抽出テキスト:
============================================================
現代水墨画の父・劉国松さん来星!過去最大の展示会

御年90歳! “現代水墨画の父“と称され、台湾を拠点に世界で活躍する水墨画家・劉国松さんの回顧展が、1月13日からシンガポールで開催されます。

10日、展示会を前に行われたメディアプレビューにmangosteen clubのレポーターとして参加してきました。

大英博物館など世界の名だたる有名博物館にコレクションされている劉さんの作品。
初めて生で拝見したのですが、間近で見ると躍動感と生命力にあふれていて心が揺さぶられました。と同時に、新しい試みに挑戦し続けるバイタリティ溢れる劉さんのお人柄にすっかり惹き込まれてしまいました。

今回はmangosteen club読者の皆様にその魅力をたっぷりご紹介します🎤。

展示会場はナショナルギャラリー

回顧展はこれまで1950年代から2020年まで70年以上にわたる劉国松さんの芸術的キャリアを称えるもので、シンガポールの公立博物館では最も大規模な展示となります。(劉さんの詳しいプロフィールについてはココをチェック)

60点以上の絵画と劉さんのアーカイブから約150点が展示され、劉さんの創造的な進化をたどりながら現代の中国の水墨画の発展に対する彼の貢献などに焦点が当てられています。

会場にはシンガポールのほか中国や香港、日本(Mangosteen Club)など海外のメディアも駆けつけました。

冒頭の挨拶で劉さんは「前日に初めて展示を見せてもらったら、とても素晴らしい内容になっていて、嬉しすぎて昨晩はよく眠れなかった」と、まるで少年のようなキラキラとした笑顔で話していたのが印象的でした。

今回はメディアプレビューということで、劉さんと学芸員の方が一緒に作品解説をしてくれるという貴重な機会。
一つ一つの作品への思い入れやエピソードを語ってくださる中で分かってきたのは、劉さんは芸術家人生をかけてまるで科学者のように“実験”し続けてきたということ。

劉さんは当初伝統的な筆ペンとインクを使用していましたが、それらの限界を感じ、筆ペンとインクの枠から飛び出さなければならないと気づいたと言います。
そこで、1960年代から様々なツールや種類の紙を使って実験を始め、独自の画材や新しい技法などを開発してきました。
============================================================
表示データ:
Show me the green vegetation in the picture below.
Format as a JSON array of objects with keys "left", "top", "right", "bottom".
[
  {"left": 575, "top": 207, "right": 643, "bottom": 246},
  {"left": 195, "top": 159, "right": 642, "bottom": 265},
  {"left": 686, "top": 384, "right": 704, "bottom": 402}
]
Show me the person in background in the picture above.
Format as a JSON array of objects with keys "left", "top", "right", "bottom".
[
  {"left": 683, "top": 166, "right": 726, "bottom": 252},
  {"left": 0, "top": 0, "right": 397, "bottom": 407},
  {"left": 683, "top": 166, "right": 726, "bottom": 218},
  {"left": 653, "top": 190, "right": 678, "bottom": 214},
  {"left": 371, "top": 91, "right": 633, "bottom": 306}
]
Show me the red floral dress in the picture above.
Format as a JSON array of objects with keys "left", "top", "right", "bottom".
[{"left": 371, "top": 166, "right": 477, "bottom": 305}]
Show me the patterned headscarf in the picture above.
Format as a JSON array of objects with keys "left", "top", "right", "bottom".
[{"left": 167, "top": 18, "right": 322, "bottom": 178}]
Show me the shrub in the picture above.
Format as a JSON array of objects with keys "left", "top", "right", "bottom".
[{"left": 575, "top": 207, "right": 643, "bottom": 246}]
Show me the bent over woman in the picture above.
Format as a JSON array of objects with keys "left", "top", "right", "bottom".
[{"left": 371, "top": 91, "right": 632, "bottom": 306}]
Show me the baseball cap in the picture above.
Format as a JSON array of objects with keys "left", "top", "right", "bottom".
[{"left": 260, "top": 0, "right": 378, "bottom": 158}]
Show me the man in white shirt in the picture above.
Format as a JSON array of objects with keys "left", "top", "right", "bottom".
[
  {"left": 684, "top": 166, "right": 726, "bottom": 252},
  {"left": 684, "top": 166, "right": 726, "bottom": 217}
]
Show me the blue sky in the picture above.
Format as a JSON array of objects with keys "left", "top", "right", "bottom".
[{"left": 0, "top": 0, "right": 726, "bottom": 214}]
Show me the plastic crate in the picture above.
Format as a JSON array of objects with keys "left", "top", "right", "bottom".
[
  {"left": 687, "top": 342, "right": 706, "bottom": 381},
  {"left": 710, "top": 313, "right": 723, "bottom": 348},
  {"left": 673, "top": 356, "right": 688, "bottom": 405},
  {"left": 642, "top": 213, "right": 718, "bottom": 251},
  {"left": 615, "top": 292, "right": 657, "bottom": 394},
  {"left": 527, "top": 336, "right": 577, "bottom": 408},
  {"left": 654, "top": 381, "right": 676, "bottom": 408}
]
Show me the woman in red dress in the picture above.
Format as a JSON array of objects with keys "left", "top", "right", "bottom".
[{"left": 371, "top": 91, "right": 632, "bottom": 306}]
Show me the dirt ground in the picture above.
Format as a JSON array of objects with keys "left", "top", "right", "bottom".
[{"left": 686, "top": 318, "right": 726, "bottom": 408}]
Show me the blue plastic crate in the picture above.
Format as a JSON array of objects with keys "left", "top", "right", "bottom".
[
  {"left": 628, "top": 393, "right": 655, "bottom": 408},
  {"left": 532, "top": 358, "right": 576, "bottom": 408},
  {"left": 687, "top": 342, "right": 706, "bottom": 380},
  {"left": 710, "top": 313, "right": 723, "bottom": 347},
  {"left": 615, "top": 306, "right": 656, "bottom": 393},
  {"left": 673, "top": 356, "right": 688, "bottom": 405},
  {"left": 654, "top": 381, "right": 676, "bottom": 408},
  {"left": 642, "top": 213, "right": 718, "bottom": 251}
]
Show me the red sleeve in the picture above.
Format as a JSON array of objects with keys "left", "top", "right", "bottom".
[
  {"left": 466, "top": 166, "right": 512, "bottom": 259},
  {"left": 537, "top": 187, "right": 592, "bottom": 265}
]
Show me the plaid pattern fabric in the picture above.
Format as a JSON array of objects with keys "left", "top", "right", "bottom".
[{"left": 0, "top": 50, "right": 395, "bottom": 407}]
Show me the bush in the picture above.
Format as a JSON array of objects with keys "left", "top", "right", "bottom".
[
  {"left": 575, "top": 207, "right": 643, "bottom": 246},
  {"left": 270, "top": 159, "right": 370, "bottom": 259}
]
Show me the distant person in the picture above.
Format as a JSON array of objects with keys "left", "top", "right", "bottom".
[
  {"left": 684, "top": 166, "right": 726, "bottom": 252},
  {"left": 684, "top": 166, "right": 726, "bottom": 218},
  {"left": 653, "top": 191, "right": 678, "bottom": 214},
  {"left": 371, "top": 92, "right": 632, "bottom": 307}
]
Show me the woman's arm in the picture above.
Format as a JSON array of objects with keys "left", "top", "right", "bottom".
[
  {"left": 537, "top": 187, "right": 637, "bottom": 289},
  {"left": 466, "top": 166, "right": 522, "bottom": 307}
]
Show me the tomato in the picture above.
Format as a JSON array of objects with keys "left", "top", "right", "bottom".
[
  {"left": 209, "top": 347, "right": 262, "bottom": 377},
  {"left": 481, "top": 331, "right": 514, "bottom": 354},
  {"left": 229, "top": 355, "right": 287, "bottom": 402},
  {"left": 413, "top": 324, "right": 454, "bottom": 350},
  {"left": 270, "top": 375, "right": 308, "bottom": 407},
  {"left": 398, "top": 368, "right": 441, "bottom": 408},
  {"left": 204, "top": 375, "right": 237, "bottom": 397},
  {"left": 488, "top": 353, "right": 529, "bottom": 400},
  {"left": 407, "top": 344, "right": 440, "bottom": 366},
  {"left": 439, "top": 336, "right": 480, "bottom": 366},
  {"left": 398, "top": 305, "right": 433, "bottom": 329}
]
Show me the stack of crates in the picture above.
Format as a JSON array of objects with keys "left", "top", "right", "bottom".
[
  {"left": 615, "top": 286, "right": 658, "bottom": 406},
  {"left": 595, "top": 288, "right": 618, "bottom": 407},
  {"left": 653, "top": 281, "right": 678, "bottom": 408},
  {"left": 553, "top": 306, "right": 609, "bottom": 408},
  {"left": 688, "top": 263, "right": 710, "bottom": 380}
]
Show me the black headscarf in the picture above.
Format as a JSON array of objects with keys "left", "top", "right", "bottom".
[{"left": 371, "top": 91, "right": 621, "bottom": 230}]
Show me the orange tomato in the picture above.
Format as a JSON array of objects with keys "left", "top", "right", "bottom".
============================================================
作業内容:
a – 抽出テキストから、「60点以上の絵画と劉さんのア」から「してくれるという貴重な機会。」に至るまでのすべてを一字一句違えずに書き写してください。
b – 抽出テキストによると、劉国松さんの回顧展はシンガポールで何月何日から開催されますか。
c – 抽出テキストに基づき、劉国松さんが1960年代から様々なツールや種類の紙を使った実験を始めた理由を1～3文で説明してください。

解答例:
a –
60点以上の絵画と劉さんのアーカイブから約150点が展示され、劉さんの創造的な進化をたどりながら現代の中国の水墨画の発展に対する彼の貢献などに焦点が当てられています。

会場にはシンガポールのほか中国や香港、日本(Mangosteen Club)など海外のメディアも駆けつけました。

冒頭の挨拶で劉さんは「前日に初めて展示を見せてもらったら、とても素晴らしい内容になっていて、嬉しすぎて昨晩はよく眠れなかった」と、まるで少年のようなキラキラとした笑顔で話していたのが印象的でした。

今回はメディアプレビューということで、劉さんと学芸員の方が一緒に作品解説をしてくれるという貴重な機会。

b – 1月13日から開催されます。

c – 劉国松さんは当初、伝統的な筆ペンとインクを使っていましたが、それらの限界を感じ、その枠から飛び出さなければならないと気づきました。そのため、様々なツールや紙を使った実験を始め、独自の画材や新しい技法を開発してきました。